++++ Supplied passage

Resilience4j Configuration
@Configuration
public class RetryConfig {
@Bean
public RetryRegistry retryRegistry() {
RetryConfig config = RetryConfig.custom()
.maxAttempts(3)
.waitDuration(Duration.ofMillis(500))
.intervalFunction(IntervalFunction.ofExponentialBackoff(500, 2.0))
.retryOnResult(response -> response.getStatusCode() == 503)
.retryExceptions(IOException.class, TimeoutException.class)
.ignoreExceptions(BusinessException.class, ValidationException.class)
.failAfterMaxAttempts(true)
.build();
return RetryRegistry.of(config);
}
}
Using Annotations
@Service
@Slf4j
public class PaymentServiceClient {
private final RestTemplate restTemplate;
@Retry(name = "paymentService", fallbackMethod = "paymentFallback")
public PaymentResponse processPayment(PaymentRequest request) {
log.info("Attempting payment for order: {}", request.getOrderId());
return restTemplate.postForObject(
"http://payment-service/api/payments",
request,
PaymentResponse.class
);
}
private PaymentResponse paymentFallback(PaymentRequest request, Exception ex) {
log.warn("Payment failed after retries for order: {}", request.getOrderId(), ex);
return PaymentResponse.builder()

++++++++

#### [Work to be completed]
Do the following statements agree with the Resilience4j code above? Answer yes or no for each and quote the words from the code that decide it.
1. The retry setup allows at most three attempts.
2. A BusinessException causes the call to be retried.
3. A response with status code 503 leads to a retry.

++++ Data

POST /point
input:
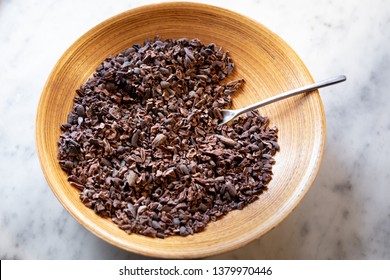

++++++++

#### [Worked solution]
1. Yes: ".maxAttempts(3)"
2. No: ".ignoreExceptions(BusinessException.class, ValidationException.class)"
3. Yes: ".retryOnResult(response -> response.getStatusCode() == 503)"